▶ Given instruction
Render the lines from the one containing "Locate the shirt" through the end of the lines as a JSON list of strings, one string per line, both ends included and blank lines left out.

[BEGIN Supplied information]

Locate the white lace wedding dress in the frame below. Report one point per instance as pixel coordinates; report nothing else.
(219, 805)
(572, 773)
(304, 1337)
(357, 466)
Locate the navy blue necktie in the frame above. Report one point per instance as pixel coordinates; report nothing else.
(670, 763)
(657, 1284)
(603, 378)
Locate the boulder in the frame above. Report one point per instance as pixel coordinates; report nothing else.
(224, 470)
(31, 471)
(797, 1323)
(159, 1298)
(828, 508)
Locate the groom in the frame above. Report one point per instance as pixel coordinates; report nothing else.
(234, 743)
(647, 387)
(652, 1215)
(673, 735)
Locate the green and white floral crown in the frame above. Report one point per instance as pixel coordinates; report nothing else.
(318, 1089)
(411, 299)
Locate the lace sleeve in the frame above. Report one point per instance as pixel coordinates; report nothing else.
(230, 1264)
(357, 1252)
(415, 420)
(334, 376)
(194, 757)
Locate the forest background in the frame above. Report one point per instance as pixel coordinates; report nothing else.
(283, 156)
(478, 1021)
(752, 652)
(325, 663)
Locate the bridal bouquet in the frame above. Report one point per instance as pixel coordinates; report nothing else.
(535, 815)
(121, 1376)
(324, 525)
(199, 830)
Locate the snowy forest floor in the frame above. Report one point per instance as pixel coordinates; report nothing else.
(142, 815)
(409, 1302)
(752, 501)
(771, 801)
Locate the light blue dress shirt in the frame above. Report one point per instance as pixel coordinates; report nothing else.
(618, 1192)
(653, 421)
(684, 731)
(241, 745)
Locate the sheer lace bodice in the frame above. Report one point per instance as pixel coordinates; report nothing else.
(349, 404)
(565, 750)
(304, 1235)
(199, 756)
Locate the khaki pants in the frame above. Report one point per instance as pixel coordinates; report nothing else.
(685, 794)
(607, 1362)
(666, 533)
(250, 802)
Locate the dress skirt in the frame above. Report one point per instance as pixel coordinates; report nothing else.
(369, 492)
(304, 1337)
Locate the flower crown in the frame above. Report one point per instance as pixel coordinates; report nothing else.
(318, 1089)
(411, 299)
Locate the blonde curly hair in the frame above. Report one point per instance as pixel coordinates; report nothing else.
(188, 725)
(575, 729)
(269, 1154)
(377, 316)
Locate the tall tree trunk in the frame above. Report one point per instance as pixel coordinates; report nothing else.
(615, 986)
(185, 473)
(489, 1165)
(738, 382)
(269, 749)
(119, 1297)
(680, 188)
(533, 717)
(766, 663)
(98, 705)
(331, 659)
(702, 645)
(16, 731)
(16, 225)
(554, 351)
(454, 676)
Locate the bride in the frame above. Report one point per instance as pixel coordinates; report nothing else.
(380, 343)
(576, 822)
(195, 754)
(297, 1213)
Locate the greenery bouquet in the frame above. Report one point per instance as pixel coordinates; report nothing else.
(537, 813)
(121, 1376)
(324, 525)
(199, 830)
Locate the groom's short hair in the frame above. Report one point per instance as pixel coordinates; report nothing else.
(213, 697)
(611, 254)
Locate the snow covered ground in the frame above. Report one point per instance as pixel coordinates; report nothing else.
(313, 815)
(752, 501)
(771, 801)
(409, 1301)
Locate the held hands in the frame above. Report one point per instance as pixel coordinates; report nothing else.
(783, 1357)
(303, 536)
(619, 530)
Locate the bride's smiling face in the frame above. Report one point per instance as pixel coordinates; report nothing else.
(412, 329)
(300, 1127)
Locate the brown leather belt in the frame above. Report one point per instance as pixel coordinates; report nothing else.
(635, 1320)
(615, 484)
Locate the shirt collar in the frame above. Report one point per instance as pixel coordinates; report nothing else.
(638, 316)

[END Supplied information]

▶ Task response
[
  "Locate the shirt collar in the frame above. Report one point per instance as pixel coordinates; report nothing else.",
  "(638, 316)"
]